··· EXTRAIT CITÉ ···

Contexte et enjeux
Dans un entretien accordé au quotidien économique Les Échos publié le 7 décembre 2025, le président français Emmanuel Macron a lancé un avertissement sans précédent à la Chine. Le chef de l'État français a menacé d'imposer des tarifs douaniers européens si Pékin ne réduit pas substantiellement son excédent commercial avec l'Union européenne, qui a dépassé 300 milliards d'euros en 2024.
Cette déclaration intervient quelques jours seulement après la visite d'État du président français en Chine, où il a rencontré son homologue Xi Jinping. Selon les observateurs, Macron n'aurait obtenu aucune concession significative de la part des autorités chinoises sur les questions commerciales.
« Si la Chine ne réagit pas, nous Européens serons obligés de prendre des mesures fortes dans les prochains mois », a déclaré Emmanuel Macron, évoquant explicitement la possibilité d'un « découplage » économique avec Pékin.

··· LIGNES DE DONNÉES ···

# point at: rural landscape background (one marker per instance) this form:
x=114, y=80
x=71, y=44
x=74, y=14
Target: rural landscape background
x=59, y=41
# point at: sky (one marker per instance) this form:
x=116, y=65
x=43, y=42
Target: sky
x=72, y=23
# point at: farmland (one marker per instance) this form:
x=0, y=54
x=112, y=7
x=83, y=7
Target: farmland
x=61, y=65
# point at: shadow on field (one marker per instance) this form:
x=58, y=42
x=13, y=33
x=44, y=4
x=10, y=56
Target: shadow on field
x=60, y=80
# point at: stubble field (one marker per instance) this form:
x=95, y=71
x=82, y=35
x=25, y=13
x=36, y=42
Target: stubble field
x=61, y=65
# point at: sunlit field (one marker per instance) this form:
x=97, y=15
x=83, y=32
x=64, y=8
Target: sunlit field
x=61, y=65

···

*CONSIGNES*
1. Relevez toutes les expressions contenant un nombre écrit en chiffres dans l'article sur l'avertissement de Macron à la Chine.
2. Prolongez l'article sur l'avertissement de Macron à la Chine à partir de sa dernière phrase.

*RÉPONSES ATTENDUES*
1. 7 décembre 2025 ; 300 milliards d'euros ; 2024

2.
Les chiffres alarmants du déséquilibre commercial
Les données commerciales révèlent l'ampleur du déséquilibre entre l'Europe et la Chine. Le déficit commercial de l'Union européenne avec la Chine a dépassé 300 milliards d'euros en 2024, un record historique qui illustre la dépendance croissante de l'Europe aux produits manufacturés chinois.
Au premier semestre 2025, l'excédent commercial de la Chine avec l'UE a atteint près de 143 milliards de dollars, établissant un nouveau record pour une période de six mois. Ce déséquilibre s'est encore accentué depuis le début de l'année, reflétant une tendance structurelle préoccupante pour les économies européennes.
Pour la France spécifiquement, le déficit commercial bilatéral avec la Chine s'élève à 47 milliards d'euros sur l'année précédente, selon les chiffres cités par Fortune. Ce déséquilibre touche particulièrement les secteurs de la machinerie industrielle, de l'automobile et de l'électronique grand public.
Lors du sommet UE-Chine organisé à Pékin en décembre 2025, la présidente de la Commission européenne Ursula von der Leyen a également souligné que ce déficit commercial « a doublé au cours de la dernière décennie », qualifiant la situation de « point d'inflexion » clair dans les relations commerciales.
Une stratégie européenne face à la surcapacité chinoise
Au cœur des préoccupations européennes figure la question de la surcapacité industrielle chinoise. Von der Leyen a évoqué « longuement la question de la surcapacité dans l'économie chinoise, dans des secteurs cruciaux comme l'acier, les panneaux solaires, les véhicules électriques et les batteries ».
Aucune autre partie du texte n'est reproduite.